(Beginning of SELECTED PASSAGE)
= Maxine Weinstein =

American academic

Maxine A. Weinstein is a Distinguished Professor of Population and Health at Georgetown University's Graduate School of Arts and Sciences.

== Education ==
Weinstein received a bachelor's in mathematics from Antioch College in 1969 and master's (1979) and PhD (1981) in sociology from Princeton University.

== Career ==
Weinstein taught as an assistant professor at Columbia University in 1981 and 1982, worked at AT&T from 1982 to 1984, was a Mellon Fellow at the University of Michigan from 1984 through 1987, and started teaching at Georgetown University in 1987 as an assistant professor. In 1992 she became an associate professor and in 1999 was named distinguished professor. She is the director of Georgetown's Center for Population and Health.
(End of SELECTED PASSAGE)
(Beginning of INFORMATION SUPPLIED)
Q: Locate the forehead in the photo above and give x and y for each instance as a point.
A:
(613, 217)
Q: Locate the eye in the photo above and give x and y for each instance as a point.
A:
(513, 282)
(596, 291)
(End of INFORMATION SUPPLIED)
* REQUIRED ACTIONS:
1. Using the Maxine Weinstein biography, explain in one to three sentences how she reached the rank of distinguished professor at Georgetown.
2. According to the Maxine Weinstein biography, what subject was her bachelor's degree in?
3. Pick up the Maxine Weinstein biography after its last sentence and carry it on.

* ANSWERS BY ITEM NUMBER:
1. She joined Georgetown University in 1987 as an assistant professor. She became an associate professor in 1992 and was named distinguished professor in 1999.

2. Mathematics.

3.
In 2015 Weinstein was awarded Georgetown's Career Research Achievement Award. A book in which she authored two chapters, Social Change and the Family in Taiwan, won a Goode Distinguished Book Award and an Otis Dudley Duncan Award for Distinguished Scholarship in Social Demography from the American Sociological Association.

== Research interests ==
Weinstein's research interests focus on the behavioral and biological aspects of aging and aging populations. She has received multiple grants from the National Institute on Aging, as of 2015 totalling $20 million, and an $8.2 million award in 2023.